#### Opdracht a:
Hernoem in de opgeslagen gegevens "Report them" tot "List them" in het deel dat opent met de regel met "One marker per instance of the concrete step" en sluit met de regel met "110), (53, 84)]". Geef alleen die regels terug, verder ongewijzigd.

Bij de graafwerken voor het Rijn-Hernekanaal nabij Essen zijn deelen van een menschelijken schedel aan het licht gebracht, die te oordeelen naar de zandlaag waarin zij werden gevonden, tusschen 15000 en 20000 jaren oud moeten zijn. De beenderen vertoonen merkwaardige afwijkingen van het hedendaagsch menschelijk schedeltype. In het geologisch instituut te Berlijn zal de vondst nader wetenschappelijk worden onderzocht.



Nieuwe Uitgaven.

Lioba.

Fr. van Eeden’s Lioba is er in vierden druk. Hoe zijn de zoete verzen genoten door lieve lezeressen en hoe hebben die meegeleden met de teed’re ontrouwe. Wij lezen weer het blij natuur-ontwaken, beschreven uit Lioba's mond en denken aan Van Eeden van De kleine Johannes, en waar hij, in duin en wei, tusschen bloemen en klein dierenvolk, op zijn best was. Die zag hij met eenvoudige oogen en zij hadden, om schoon en diepzinnig te zijn, geen tooi van noode.
Zoo Lioba:
De sparren zelfs, dat vormelijk geslacht,
dat houdt de handen statig, als ten zegen,
het heeft aan d’onveranderd donkre dracht
veel helder-groene vingertjes gekregen,
veel kaarsjes staan ook op den dennentop —

O lentevolk, ik kan den lust niet óp! —
hoe kondt gij met uw duizenden te samen,
in zóó kort-dag, op ’t roepen van de zon,
zoo schittrend en ontzaglijk feest beramen?
Een van die kleine boekjes van W. Versluys te Amsterdam, groen met oranje in een bandje, om present te geven.

Een zwerver verliefd, door Arthur van Schendel.

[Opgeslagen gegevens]
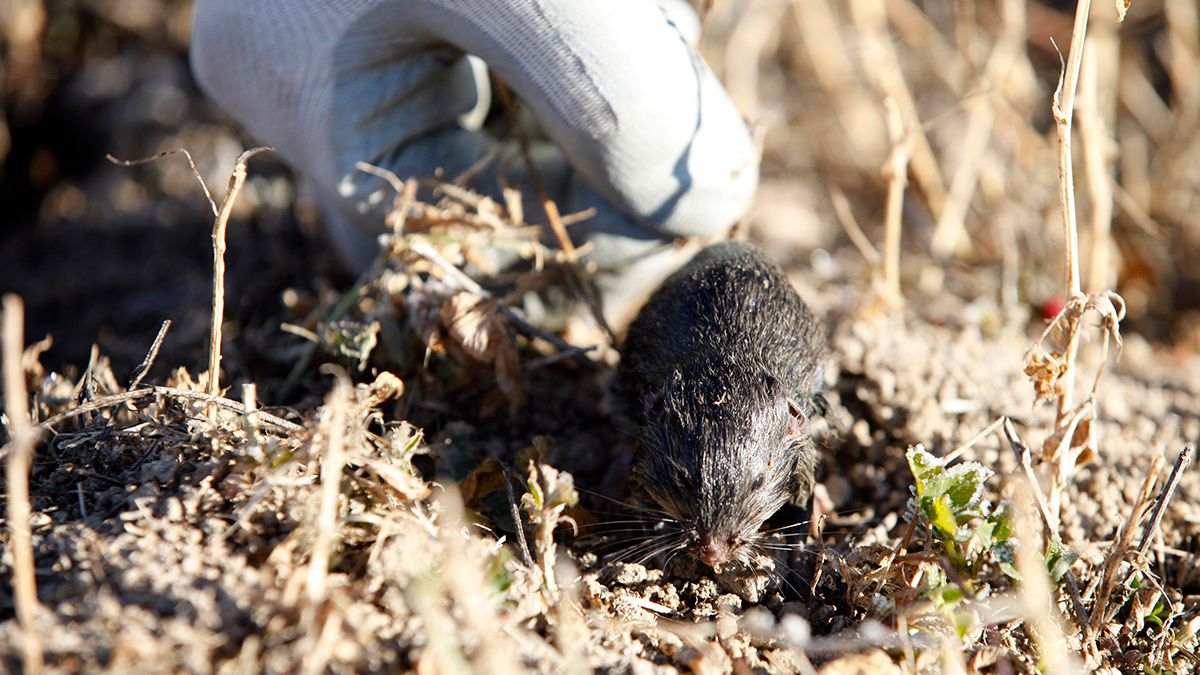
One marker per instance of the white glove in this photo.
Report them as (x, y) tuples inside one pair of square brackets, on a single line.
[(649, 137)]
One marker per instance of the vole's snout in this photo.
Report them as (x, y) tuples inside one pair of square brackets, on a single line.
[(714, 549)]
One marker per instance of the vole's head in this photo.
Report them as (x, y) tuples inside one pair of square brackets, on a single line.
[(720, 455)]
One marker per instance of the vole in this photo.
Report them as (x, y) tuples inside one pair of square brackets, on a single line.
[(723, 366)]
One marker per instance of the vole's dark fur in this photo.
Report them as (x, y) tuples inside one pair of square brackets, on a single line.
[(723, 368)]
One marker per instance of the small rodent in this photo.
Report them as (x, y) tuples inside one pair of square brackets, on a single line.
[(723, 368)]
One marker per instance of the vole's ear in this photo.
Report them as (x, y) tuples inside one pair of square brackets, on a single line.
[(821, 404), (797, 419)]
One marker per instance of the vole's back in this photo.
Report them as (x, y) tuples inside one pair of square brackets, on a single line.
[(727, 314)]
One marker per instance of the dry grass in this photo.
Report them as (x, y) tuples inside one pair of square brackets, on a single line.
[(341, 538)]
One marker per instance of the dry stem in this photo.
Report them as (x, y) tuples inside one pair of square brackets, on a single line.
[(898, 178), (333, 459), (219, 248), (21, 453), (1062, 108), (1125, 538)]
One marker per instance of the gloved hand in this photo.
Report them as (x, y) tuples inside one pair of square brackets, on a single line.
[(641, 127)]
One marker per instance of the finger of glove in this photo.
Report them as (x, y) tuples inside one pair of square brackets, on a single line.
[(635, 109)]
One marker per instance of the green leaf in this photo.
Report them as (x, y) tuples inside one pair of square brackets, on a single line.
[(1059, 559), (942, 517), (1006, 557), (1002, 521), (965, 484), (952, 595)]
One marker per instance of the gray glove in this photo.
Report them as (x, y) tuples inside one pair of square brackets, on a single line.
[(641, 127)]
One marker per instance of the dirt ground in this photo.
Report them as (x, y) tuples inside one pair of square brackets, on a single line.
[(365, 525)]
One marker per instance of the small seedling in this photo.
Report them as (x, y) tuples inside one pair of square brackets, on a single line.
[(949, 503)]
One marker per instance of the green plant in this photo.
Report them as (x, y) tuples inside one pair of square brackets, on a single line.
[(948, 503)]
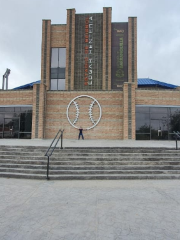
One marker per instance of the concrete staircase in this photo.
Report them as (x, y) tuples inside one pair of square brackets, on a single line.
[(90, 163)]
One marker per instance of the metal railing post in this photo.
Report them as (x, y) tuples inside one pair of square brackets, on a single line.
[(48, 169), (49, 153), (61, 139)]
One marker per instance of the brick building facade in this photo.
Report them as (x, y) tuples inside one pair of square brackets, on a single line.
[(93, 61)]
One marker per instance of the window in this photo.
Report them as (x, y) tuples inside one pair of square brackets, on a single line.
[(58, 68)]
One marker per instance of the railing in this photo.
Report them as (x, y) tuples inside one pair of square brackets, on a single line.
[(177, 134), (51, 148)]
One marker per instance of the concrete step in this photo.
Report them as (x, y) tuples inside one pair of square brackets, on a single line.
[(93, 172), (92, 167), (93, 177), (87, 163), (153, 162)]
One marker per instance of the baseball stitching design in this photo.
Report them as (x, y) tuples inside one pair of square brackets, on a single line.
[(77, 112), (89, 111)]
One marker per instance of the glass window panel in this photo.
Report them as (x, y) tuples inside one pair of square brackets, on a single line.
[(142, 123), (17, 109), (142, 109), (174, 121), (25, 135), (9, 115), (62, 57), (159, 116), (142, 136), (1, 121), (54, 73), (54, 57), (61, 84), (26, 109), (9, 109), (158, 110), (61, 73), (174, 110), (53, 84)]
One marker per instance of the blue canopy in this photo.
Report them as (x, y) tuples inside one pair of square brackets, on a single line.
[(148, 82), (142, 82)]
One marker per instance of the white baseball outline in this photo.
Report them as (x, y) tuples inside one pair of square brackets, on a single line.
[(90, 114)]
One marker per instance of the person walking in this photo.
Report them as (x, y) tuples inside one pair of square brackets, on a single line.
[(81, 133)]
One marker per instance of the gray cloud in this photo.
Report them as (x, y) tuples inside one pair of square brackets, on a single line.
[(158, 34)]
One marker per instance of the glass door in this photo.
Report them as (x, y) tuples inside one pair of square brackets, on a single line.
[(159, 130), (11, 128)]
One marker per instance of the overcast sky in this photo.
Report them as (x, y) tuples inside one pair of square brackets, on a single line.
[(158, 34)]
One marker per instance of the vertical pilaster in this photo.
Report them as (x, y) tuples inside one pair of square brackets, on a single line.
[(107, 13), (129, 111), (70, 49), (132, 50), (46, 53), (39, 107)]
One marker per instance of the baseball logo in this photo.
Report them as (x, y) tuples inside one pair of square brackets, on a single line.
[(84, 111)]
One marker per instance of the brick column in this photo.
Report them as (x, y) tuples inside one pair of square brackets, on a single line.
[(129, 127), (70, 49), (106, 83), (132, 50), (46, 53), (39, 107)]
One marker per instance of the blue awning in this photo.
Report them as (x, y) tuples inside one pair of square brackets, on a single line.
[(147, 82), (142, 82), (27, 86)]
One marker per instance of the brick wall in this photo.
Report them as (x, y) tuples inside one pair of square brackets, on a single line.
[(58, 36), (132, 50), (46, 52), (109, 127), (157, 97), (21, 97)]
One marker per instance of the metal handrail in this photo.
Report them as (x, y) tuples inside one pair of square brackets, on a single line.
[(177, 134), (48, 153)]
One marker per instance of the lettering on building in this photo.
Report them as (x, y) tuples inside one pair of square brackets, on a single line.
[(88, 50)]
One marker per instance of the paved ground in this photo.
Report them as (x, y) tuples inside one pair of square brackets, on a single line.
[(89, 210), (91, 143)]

* * *

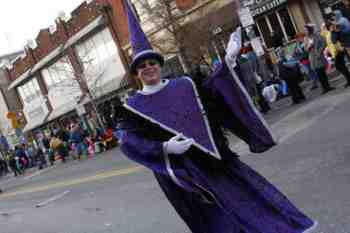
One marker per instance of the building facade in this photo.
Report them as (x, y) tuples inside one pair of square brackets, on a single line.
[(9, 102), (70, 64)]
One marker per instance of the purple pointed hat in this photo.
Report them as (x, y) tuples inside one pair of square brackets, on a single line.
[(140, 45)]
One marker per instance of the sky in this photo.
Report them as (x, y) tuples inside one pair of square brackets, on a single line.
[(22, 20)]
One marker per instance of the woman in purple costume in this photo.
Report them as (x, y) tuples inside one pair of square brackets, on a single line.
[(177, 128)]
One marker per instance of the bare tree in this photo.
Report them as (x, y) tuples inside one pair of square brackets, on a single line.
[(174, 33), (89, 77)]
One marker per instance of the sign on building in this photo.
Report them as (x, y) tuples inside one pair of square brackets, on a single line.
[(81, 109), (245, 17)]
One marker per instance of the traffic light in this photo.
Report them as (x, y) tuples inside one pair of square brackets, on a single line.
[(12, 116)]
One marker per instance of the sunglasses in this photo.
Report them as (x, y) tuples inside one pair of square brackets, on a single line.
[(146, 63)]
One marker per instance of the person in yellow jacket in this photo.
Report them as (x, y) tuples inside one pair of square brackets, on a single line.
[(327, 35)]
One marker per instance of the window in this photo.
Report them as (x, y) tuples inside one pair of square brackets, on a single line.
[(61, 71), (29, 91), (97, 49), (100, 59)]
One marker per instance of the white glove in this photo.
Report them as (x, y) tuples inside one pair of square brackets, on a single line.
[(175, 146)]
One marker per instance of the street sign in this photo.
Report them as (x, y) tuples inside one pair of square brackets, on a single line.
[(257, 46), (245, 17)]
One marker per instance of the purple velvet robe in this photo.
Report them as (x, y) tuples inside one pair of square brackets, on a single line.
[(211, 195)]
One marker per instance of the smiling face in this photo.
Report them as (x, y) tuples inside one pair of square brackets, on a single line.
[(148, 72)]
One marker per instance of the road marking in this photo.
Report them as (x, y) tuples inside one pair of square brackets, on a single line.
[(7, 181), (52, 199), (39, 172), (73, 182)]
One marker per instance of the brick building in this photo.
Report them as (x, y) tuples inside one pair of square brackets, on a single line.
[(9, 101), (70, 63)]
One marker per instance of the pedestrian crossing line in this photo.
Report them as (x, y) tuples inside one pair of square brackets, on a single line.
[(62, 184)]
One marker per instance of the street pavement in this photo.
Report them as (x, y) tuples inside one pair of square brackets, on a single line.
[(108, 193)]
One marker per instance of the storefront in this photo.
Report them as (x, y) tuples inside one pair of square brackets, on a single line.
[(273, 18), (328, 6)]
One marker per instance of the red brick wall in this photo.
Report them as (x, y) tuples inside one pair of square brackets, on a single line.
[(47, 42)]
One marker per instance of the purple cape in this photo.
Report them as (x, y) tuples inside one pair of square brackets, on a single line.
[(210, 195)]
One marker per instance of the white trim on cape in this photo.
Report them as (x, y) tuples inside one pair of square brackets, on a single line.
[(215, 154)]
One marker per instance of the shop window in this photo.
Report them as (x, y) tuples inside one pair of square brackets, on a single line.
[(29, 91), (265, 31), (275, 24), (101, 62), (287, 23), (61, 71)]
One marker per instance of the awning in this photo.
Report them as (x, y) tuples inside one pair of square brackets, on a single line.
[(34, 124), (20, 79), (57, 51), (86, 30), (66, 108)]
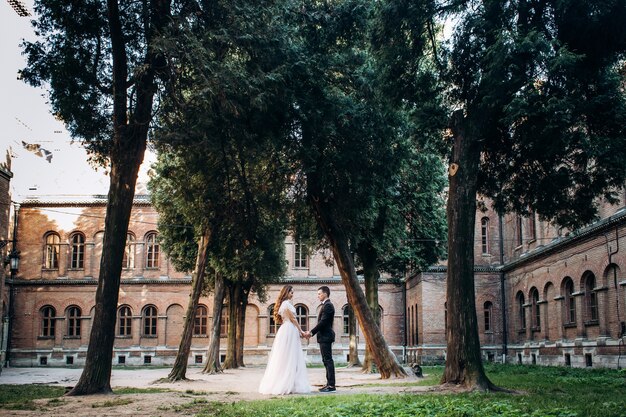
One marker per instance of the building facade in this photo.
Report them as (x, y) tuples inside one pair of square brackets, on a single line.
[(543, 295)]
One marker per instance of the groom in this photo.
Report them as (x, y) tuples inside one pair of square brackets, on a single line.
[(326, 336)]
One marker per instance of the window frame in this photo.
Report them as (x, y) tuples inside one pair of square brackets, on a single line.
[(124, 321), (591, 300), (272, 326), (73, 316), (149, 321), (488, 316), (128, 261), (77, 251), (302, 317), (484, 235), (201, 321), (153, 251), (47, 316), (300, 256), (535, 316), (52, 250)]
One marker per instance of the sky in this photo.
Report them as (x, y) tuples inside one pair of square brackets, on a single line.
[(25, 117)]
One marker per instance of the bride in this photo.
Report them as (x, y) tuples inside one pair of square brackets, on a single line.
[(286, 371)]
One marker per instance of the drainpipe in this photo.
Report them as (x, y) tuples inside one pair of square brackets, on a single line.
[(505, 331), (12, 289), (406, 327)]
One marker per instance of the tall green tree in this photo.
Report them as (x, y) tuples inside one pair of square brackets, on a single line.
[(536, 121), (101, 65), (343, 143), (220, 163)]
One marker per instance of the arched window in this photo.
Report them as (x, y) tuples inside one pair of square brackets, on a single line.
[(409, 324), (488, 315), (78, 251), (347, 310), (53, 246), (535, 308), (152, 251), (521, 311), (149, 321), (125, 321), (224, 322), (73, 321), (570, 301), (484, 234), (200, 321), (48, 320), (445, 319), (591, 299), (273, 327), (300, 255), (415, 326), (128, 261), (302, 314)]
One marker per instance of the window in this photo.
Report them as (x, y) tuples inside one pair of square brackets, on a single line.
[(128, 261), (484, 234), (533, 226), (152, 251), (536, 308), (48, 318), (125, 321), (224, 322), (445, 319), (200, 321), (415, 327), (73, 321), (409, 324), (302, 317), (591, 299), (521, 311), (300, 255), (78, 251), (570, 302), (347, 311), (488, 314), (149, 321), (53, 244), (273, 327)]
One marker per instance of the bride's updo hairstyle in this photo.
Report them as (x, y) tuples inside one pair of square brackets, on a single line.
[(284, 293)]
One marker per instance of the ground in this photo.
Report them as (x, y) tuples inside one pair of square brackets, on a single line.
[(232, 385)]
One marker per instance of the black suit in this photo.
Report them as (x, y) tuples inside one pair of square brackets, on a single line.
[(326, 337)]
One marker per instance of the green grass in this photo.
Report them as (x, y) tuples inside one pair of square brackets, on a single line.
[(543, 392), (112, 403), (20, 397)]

#### Opdracht b:
Schrijf een vervolg op de pagina over de schedelvondst en nieuwe uitgaven, aansluitend op de laatste zin.

#### Resultaat oefening a:
One marker per instance of the concrete step in this photo.
List them as (x, y) tuples inside one pair of square brackets, on a single line.
[(93, 172), (92, 167), (93, 177), (87, 163), (153, 162)]
One marker per instance of the baseball stitching design in this photo.
List them as (x, y) tuples inside one pair of square brackets, on a single line.
[(77, 112), (89, 111)]
One marker per instance of the glass window panel in this photo.
List them as (x, y) tuples inside one pair of square brackets, on a single line.
[(142, 123), (17, 109), (142, 109), (174, 121), (25, 135), (9, 115), (62, 57), (159, 116), (142, 136), (1, 121), (54, 73), (54, 57), (61, 84), (26, 109), (9, 109), (158, 110), (61, 73), (174, 110), (53, 84)]

#### Resultaat oefening b:
Het boekje van Tomalone, nietwaar? die voor zijn overste Rogier de zoete vrouw Mevena bewaarde, en bewaarde haar voor ongeluk, want hij zelf had haar lief on haar kind; het boekje waarin veel in vage gestalten te raden hangt, als op een oud, verschoten gobelin, of een vervallen al fresco-schildering: velen is het dierbaar, en het behoort, met wat Van Schendel over Shakespeare schreef, tot de zeldzaamste bloesems onzer nieuwere letteren.
De uitgever W. Versluys te Amsterdam verheugde ons met een herdruk van dit schoone proza.

In Schuurman & Jorden’s wettenserie, uitg. W. E. J. Tjeenk Willink te Zwolle, zijn verschenen:
Wet betrekkelijk de Grondbelasting, zevende druk.
Wet op het recht van successie, twaalfde druk.

De mythologie der Grieken, door dr. J. Vürtheim. Rotterdam, W. L. en J. Brusse.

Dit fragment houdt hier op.